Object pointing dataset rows
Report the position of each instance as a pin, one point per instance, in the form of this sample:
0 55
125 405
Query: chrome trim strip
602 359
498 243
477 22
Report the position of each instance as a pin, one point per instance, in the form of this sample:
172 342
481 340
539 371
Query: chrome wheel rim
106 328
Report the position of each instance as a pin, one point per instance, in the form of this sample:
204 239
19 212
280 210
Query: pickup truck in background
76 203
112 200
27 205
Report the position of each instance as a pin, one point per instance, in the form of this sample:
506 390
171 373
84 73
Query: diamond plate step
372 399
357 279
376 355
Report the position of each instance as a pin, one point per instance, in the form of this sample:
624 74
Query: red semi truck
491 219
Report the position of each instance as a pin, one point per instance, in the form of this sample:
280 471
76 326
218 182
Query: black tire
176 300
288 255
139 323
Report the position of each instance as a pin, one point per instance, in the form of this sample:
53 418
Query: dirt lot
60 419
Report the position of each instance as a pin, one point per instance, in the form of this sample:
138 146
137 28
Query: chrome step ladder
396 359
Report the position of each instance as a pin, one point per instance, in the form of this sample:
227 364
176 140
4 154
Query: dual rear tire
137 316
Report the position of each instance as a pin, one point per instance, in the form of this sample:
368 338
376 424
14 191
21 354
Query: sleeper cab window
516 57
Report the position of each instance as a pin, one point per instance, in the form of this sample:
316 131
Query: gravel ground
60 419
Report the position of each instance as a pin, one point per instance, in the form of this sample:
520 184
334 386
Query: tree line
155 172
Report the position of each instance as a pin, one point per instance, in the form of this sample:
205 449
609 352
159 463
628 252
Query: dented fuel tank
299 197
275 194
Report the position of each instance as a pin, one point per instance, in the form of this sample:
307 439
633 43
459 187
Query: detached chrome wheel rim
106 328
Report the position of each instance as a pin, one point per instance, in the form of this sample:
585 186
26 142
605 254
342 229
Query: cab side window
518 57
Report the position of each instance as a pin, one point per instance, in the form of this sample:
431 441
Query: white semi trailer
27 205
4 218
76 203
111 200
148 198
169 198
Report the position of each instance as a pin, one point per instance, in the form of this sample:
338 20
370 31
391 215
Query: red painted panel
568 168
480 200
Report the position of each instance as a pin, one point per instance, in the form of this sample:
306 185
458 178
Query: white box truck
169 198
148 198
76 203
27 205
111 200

- [What to do] Every entry above should be retyped exactly as shown.

- [Exercise answer]
Report the position of each instance as a pin, one point per instance, in the form of this sample:
0 55
125 405
Query: chrome trim strip
602 359
498 243
477 22
Report the position of each instance as a pin, one point per instance, in the form of this sample:
172 342
481 340
539 371
Query: chrome wheel rim
106 328
Report the position of each instance as a pin, one point per instance, in the form of this sample:
204 239
19 212
280 210
Query: pickup truck in background
76 203
112 200
27 205
Report the position of each instance as a pin, one point per instance, in the form of this sample:
506 390
171 373
84 73
Query: diamond plate step
372 399
357 279
376 355
Report the position of each instance as a pin, one point per instance, in the form of this sample:
624 74
Query: red semi truck
491 219
Report the position of each instance as a pin, one point per instance, in the form of this sample:
280 471
76 326
218 182
Query: black tire
176 300
288 255
139 323
Report the position of each instance as a pin, one point per instance, in the form of this sample:
53 418
Query: dirt lot
60 419
Report the position of each instance as a pin, one point per instance, in the form of this sample:
138 146
137 28
Query: chrome step ladder
396 359
Report the position of each instance as a pin, one point per instance, in the form of this sample:
227 364
176 140
4 154
Query: dual rear tire
137 316
Report the position of each instance as a pin, one point per instance, in the form of this sample:
368 338
376 424
14 191
21 354
Query: sleeper cab window
516 57
Report the position of each instance as a pin, one point per instance, in the form of this sample:
316 131
Query: gravel ground
60 419
Report the position of each instance as a pin, one point per instance, in the form of this sample:
520 184
334 386
Query: tree line
155 172
Report the position of each instance as a pin, one point per instance, in the form of this sample:
205 449
609 352
159 463
628 252
Query: dented fuel tank
299 197
275 194
Report the position of each instance as a pin, one point per instance, in the form of this sample:
307 439
633 43
459 187
Query: detached chrome wheel rim
106 328
Report the position of each instance as a pin, one point per instance, in the form of this sample:
585 186
26 142
605 254
342 229
Query: cab side window
518 57
Report the position of each instance as a pin, one point per instance, in the form of this sample:
431 441
Query: white semi trailer
27 205
4 218
76 203
111 200
148 198
169 198
Report the position of each instance as a pin, one point per instance, in the form of this sample:
338 20
370 31
391 215
Query: red painted panel
568 168
480 200
Report the position of each instance as a pin, one point per instance, in the form of this sample:
306 185
458 178
Query: white box truck
169 198
148 198
76 203
27 205
111 200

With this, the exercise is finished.